__Text segment__:
· · · · · · ·


    Pain may show up in one place, while the source sits somewhere else. Muscles connected through movement and support roles can start reacting to each other, creating a chain of tension or imbalance.

    Over time, the body adapts around this chain, and movement becomes guarded or altered — even if the original irritation has settled.

    This approach focuses on how those signals affect movement, not just where they’re felt.

    What we’re working on during treatment

    Coaching the Body looks for the main factor limiting movement — often the muscle or pattern causing the body to stay protective.

    Sessions may include:

    • hands-on assessment to understand what’s driving the pattern
    • gentle, guided movement to see how the body responds
    • targeted sensory input to help reduce guarding

    The aim is to help the nervous system feel safe enough to allow smoother, more balanced movement again.

    This isn’t about forcing change. It’s about giving the body better options.

    Supported movement used to reduce guarding

    Why tools and vibration may be used

    In some cases, brief percussive input or tools like the Muscle Liberator are used as part of this approach.

    They’re not used to “break down” tissue or treat large areas. Instead, they provide a controlled sensory signal that can help reduce excessive muscle guarding.

    When the body stops over-reacting, guided movement is used straight away to reinforce a new, easier pattern.

    The tool supports the process — it isn’t the treatment by itself.

      Who this approach is often helpful for

      This approach may suit you if you:

      • feel stiff or restricted most days
      • notice pain that keeps returning
      • feel unbalanced or guarded when moving
      • find massage or stretching helps briefly but doesn’t last
      • want to understand why movement feels difficult

      It may not be suitable if you:

      • have a recent fracture or surgery with movement limits
      • have rapidly worsening nerve symptoms
      • There has been recent trauma where medical review is needed
      • cannot tolerate light vibration or touch

      If you’re unsure, that uncertainty is part of the conversation.

· · · · · · ·

__Using the information__:
(A) Return the stretch from "This isn’t about" through "new, easier pattern." in the muscle-guarding text, word for word.
(B) Supply what comes next in the muscle-guarding text, picking up after its final sentence.
The records play no part in this work.

__Record extracts__:
· · · · · · ·

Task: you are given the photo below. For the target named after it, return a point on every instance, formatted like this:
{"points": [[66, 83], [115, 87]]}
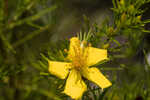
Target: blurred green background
{"points": [[33, 30]]}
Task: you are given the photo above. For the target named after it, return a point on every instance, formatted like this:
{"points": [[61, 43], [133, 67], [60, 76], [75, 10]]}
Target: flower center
{"points": [[79, 59]]}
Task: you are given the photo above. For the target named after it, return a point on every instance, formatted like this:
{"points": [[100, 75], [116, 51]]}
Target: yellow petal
{"points": [[93, 74], [60, 69], [74, 47], [95, 55], [75, 87]]}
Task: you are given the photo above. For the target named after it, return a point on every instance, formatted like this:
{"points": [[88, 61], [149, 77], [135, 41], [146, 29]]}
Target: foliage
{"points": [[28, 39]]}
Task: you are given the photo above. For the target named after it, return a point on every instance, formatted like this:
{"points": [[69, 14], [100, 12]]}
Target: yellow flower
{"points": [[81, 57]]}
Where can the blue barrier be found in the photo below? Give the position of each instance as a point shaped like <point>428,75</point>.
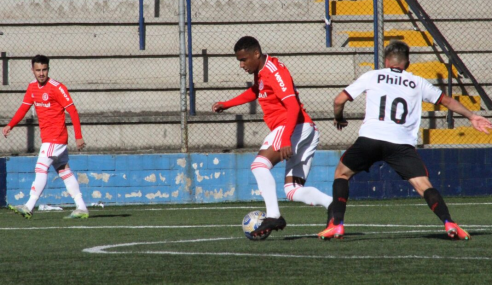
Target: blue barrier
<point>206,178</point>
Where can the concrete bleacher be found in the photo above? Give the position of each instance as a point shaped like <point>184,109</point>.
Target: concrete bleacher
<point>95,46</point>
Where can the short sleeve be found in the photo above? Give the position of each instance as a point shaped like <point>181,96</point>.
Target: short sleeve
<point>28,97</point>
<point>281,83</point>
<point>430,93</point>
<point>62,96</point>
<point>359,86</point>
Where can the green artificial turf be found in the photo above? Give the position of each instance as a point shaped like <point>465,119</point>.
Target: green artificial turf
<point>386,242</point>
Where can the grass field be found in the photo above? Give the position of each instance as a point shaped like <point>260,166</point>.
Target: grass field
<point>386,242</point>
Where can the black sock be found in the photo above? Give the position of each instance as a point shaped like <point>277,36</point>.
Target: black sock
<point>437,205</point>
<point>340,197</point>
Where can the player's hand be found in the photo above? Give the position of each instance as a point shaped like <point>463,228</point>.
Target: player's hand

· · · · · · ·

__Responses to the exercise__:
(A)
This isn’t about forcing change. It’s about giving the body better options.

    Supported movement used to reduce guarding

    Why tools and vibration may be used

    In some cases, brief percussive input or tools like the Muscle Liberator are used as part of this approach.

    They’re not used to “break down” tissue or treat large areas. Instead, they provide a controlled sensory signal that can help reduce excessive muscle guarding.

    When the body stops over-reacting, guided movement is used straight away to reinforce a new, easier pattern.

(B)
      Changes people commonly notice

      Responses vary, but people often report:

      • movement feels less restricted
      • reduced muscle bracing
      • smoother, more confident movement
      • less flare-up after daily activity

      Sometimes the biggest change is that a movement no longer feels risky — which makes everything else easier.

      How this fits alongside other treatments

      Coaching the Body isn’t a replacement for remedial massage. It’s one way of working within it.

      A session may include:

      • soft-tissue work to settle sensitivity
      • targeted input to reduce guarding
      • guided movement to improve control

      This helps turn short-term relief into something that carries over into everyday movement.

      Movement coaching integrated with manual therapy

      Where this approach comes from

      Coaching the Body is a movement-based approach developed and taught by Chuck Duff from Coaching The Body® CTB Institute, with further teaching and collaboration by Doug Ringwald.

      The way this work is used in sessions reflects principles I’ve spent several years studying, practising, and applying in a clinical setting. While this is not my own method, it strongly shapes how I assess movement, understand pain patterns, and guide treatment.

      The focus is not on following a rigid technique, but on applying these principles in a way that fits the person in front of me.

      Next steps

      If movement feels limited by guarding rather than injury, this approach may be worth exploring.

      You can explore appointments and options, and we can decide together during your session whether this style of work suits what you’re dealing with.

      Explore appointments and options:

      FAQs

      Is this the same as trigger point therapy?

      No. Trigger points may be part of the picture, but the focus here is how they affect movement and coordination, not treating sore spots on their own.

      Will it be painful?

      It shouldn’t feel sharp or threatening. Everything is adjusted to your tolerance. 

      Is this exercise therapy?

      No. Movements are guided and supported during treatment, not prescribed as workouts.